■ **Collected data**
::::::::::
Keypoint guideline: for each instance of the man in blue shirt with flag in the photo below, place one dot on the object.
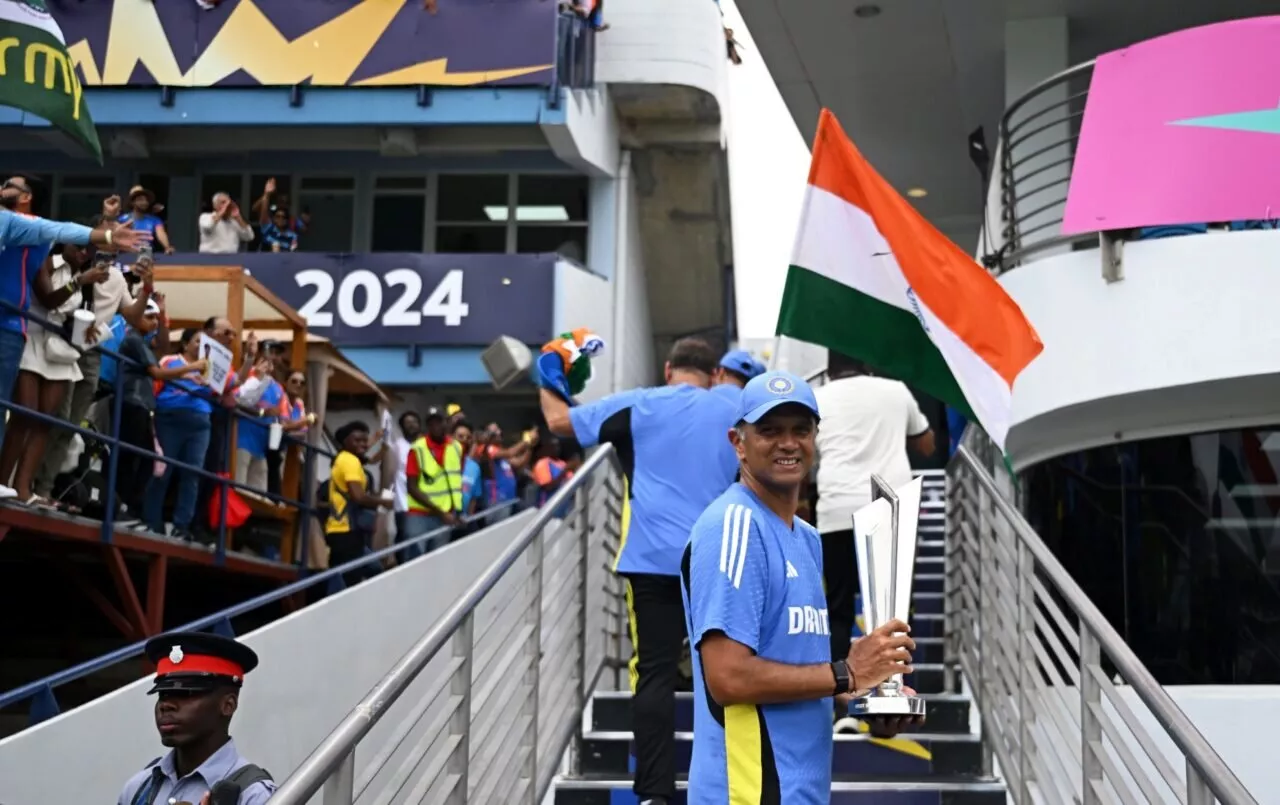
(735, 370)
(675, 461)
(758, 621)
(24, 243)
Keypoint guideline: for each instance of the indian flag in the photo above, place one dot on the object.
(872, 279)
(40, 77)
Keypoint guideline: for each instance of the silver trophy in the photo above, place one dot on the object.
(885, 535)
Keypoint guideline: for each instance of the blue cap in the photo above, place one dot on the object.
(741, 362)
(767, 392)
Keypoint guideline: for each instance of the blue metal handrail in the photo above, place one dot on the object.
(41, 691)
(114, 442)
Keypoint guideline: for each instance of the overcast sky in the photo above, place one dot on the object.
(768, 164)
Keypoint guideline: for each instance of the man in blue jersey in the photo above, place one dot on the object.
(763, 677)
(676, 461)
(735, 369)
(24, 245)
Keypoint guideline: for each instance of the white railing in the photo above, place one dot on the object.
(1048, 672)
(498, 685)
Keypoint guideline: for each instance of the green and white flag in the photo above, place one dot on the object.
(36, 74)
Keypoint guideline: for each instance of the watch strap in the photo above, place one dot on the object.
(840, 669)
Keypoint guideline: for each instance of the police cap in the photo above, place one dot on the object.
(199, 662)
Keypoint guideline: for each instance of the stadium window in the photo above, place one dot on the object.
(80, 197)
(400, 214)
(229, 183)
(330, 202)
(551, 214)
(471, 213)
(42, 186)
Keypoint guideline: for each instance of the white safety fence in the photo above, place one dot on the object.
(1050, 675)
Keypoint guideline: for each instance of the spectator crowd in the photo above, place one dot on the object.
(159, 399)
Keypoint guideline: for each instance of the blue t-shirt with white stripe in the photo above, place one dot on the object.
(673, 447)
(749, 576)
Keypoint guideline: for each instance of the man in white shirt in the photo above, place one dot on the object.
(867, 425)
(224, 229)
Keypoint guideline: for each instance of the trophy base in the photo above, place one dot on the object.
(871, 707)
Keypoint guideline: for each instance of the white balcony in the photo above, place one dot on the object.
(1142, 337)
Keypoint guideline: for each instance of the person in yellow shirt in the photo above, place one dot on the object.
(348, 527)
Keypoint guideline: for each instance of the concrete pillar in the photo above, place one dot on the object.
(1034, 50)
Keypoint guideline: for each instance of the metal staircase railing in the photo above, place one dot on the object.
(1052, 680)
(484, 705)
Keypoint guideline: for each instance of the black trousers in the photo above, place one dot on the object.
(215, 461)
(657, 616)
(132, 471)
(348, 547)
(840, 572)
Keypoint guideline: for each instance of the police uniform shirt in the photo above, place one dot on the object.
(672, 442)
(750, 576)
(219, 765)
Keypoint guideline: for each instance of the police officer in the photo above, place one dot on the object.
(735, 369)
(676, 460)
(197, 685)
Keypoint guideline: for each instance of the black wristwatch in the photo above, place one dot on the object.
(840, 669)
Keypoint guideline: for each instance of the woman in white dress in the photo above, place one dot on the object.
(45, 375)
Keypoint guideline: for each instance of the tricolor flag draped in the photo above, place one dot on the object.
(37, 76)
(871, 278)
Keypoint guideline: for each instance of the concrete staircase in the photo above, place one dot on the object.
(940, 765)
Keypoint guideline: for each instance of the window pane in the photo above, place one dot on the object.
(229, 183)
(465, 197)
(283, 184)
(159, 184)
(401, 183)
(470, 239)
(400, 223)
(567, 241)
(41, 190)
(80, 206)
(328, 183)
(330, 222)
(553, 191)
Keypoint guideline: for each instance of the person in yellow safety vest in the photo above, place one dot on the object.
(433, 475)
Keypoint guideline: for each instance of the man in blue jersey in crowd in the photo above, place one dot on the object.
(24, 243)
(752, 580)
(735, 369)
(676, 461)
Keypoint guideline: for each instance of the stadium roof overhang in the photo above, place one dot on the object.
(910, 82)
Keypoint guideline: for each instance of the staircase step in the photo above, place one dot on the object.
(931, 545)
(845, 790)
(919, 757)
(611, 713)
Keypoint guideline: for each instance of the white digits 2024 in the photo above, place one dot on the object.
(444, 301)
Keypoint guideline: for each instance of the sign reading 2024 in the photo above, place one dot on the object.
(401, 298)
(359, 301)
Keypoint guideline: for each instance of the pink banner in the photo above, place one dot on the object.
(1182, 129)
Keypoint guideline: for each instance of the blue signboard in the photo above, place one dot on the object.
(388, 300)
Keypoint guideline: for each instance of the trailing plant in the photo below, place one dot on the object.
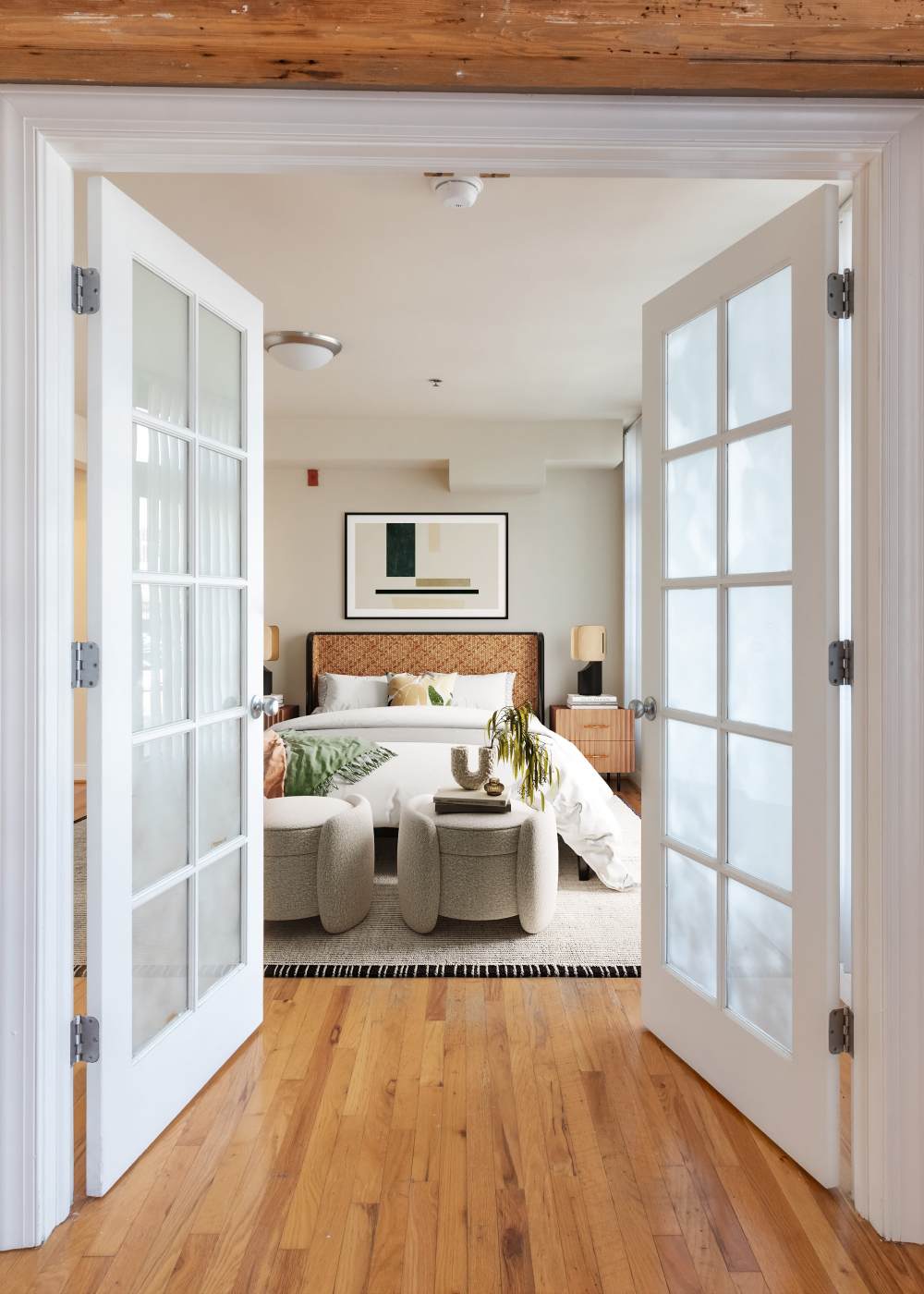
(523, 750)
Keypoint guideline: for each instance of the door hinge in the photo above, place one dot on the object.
(84, 664)
(840, 1032)
(840, 663)
(84, 290)
(840, 295)
(84, 1039)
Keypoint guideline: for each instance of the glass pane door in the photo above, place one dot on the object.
(739, 602)
(727, 615)
(189, 604)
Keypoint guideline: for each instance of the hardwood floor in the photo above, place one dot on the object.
(466, 1136)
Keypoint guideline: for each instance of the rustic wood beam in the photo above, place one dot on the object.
::::::::::
■ **What you are asked to do**
Make an exact copy of the records above. Keep out every picture.

■ **Written response**
Keypoint guideline: for each instance of the man in blue shirt with flag in the photo below, place one dot on the object.
(735, 370)
(675, 461)
(758, 621)
(24, 243)
Keypoint guideline: for each instance of the indian flag in the photo above, place one dot on the object.
(872, 279)
(40, 77)
Keypoint guideline: for each instance of the silver trophy in the photo above, place one dot on the object.
(885, 535)
Keypoint guideline: for each instance of the blue cap in the photo above, place one dot on the object.
(741, 362)
(767, 392)
Keypoint guideline: for each instance of the blue metal handrail in the photo above, place one dot on the object.
(41, 691)
(114, 442)
Keypoint guideline: for each instance of the overcast sky in the photo above, place one dot on the object.
(768, 164)
Keypoint guideline: for each instance of the man in blue jersey in the photo above, place one dot on the object.
(763, 677)
(676, 461)
(735, 369)
(24, 245)
Keypoint guideline: for each instance of the white railing in the photo above, place one dot on the object.
(1048, 672)
(498, 685)
Keypoint guideline: for each instance of the green and white flag in the photo above, place one dot on the object.
(36, 74)
Keypoint guideline: for each instance of the watch strap in the photo above, place one dot on the object.
(840, 669)
Keypoint guideline: for each instance of the police cap in the photo above, place one dot on the object.
(199, 662)
Keypoint guideline: for each instance of the stadium window in the photo above, place one dot on the object.
(80, 197)
(400, 214)
(229, 183)
(330, 202)
(551, 214)
(471, 213)
(42, 186)
Keypoint guideline: for each instance of the white safety fence in the photo above, place one dot on the object.
(1050, 675)
Keypoint guideline: for each instance of the spectator crowd in the photo above, place one dot on the object.
(159, 399)
Keypoint guideline: for each instance of the blue t-shirt with white stripe in the photo above, place one dot on the object.
(673, 447)
(749, 576)
Keypoint guideline: for each instance of the man in white shirt in the photo above, place one dot on the object.
(867, 425)
(224, 229)
Keypoint guideline: for each instance of the trophy base in the photo above, place one dot on the object.
(871, 707)
Keypoint guideline: for each instance of the white balcony in the photo above, place one dot on the object.
(1142, 337)
Keypoint guideline: for each instance of the person in yellow shirt in the photo above, place one dot on the object.
(348, 527)
Keypoint guideline: for each instance of the concrete pillar in the photo above, place one dot on the object.
(1034, 50)
Keypoint guideline: for each instance of the metal staircase railing in the photo above, place one dot on the object.
(1052, 680)
(484, 705)
Keypoint guideline: for each instance of the black trousers in the photo above, place one dot on the object.
(215, 461)
(657, 616)
(132, 471)
(348, 547)
(840, 572)
Keypoint guideline: for each instance of the police uniform shirt in the photo above, place one dot on the object.
(672, 442)
(750, 576)
(219, 765)
Keypoint guideline: for each instance of the police officer in the photo above, place one dot on the object.
(735, 369)
(676, 460)
(197, 685)
Keypoint guideline: for each instance of the black wristwatch in the photo above, place one dot on the object.
(840, 669)
Keypoint guideline: for each instance of the woman in white dress in the photo above, place one dot on the object.
(45, 375)
Keypoint guideline: for each instance of the tricolor flag draped in the photo above, place one dot on the object.
(37, 76)
(871, 278)
Keypoint guideline: for each instance of the concrete staircase in the photo above, place one dot on the object.
(940, 765)
Keypoint guideline: for each instance of the window pane in the photo above, place one dot on the object.
(229, 183)
(465, 197)
(283, 184)
(159, 184)
(401, 183)
(470, 239)
(400, 223)
(567, 241)
(41, 190)
(80, 206)
(328, 183)
(330, 222)
(553, 191)
Keypoint guideline: for each instance of the person in yellow safety vest in the photo above, place one dot on the object.
(433, 475)
Keypoint guideline: for each instance of the man in blue jersey in crowd in the photo above, place one dot on the object.
(24, 243)
(752, 580)
(735, 369)
(676, 461)
Keypoint guideline: for each instance of the stadium roof overhang in the photo above, place one dot on the object.
(910, 82)
Keypoint guideline: for each instance of the staircase step in the photo above, place one dot on the object.
(931, 545)
(845, 790)
(919, 757)
(611, 713)
Keypoint guideline: for each instance of the white digits 2024 in the photo above, place one dot on the object.
(444, 301)
Keypoint guideline: for each instance of the sign reading 2024 in the photo above, place one dot on the object.
(401, 298)
(359, 301)
Keypoint guideline: for each instance of the pink banner in the photo above, place one dot on the object.
(1182, 129)
Keypoint guideline: for each instance of the blue signboard in the photo above, place one dot on the object.
(388, 300)
Keypoint guideline: for each instance of the trailing plant in the photo below, place one dot on the object.
(523, 750)
Keypoint guideline: for each instance of the door hinge in the photo above, place one dot on the object.
(84, 664)
(840, 1032)
(840, 663)
(84, 290)
(840, 295)
(84, 1039)
Keypoint guideline: for each instance of the glass pane door in the photo above, place one dot on the object.
(739, 602)
(727, 615)
(189, 604)
Keypoint guideline: for each instance of the hardwood floor in the photo above, place one dot on the object.
(466, 1136)
Keypoint guideline: for each instance of the rustic wood beam in the photo above, place one dot on the object.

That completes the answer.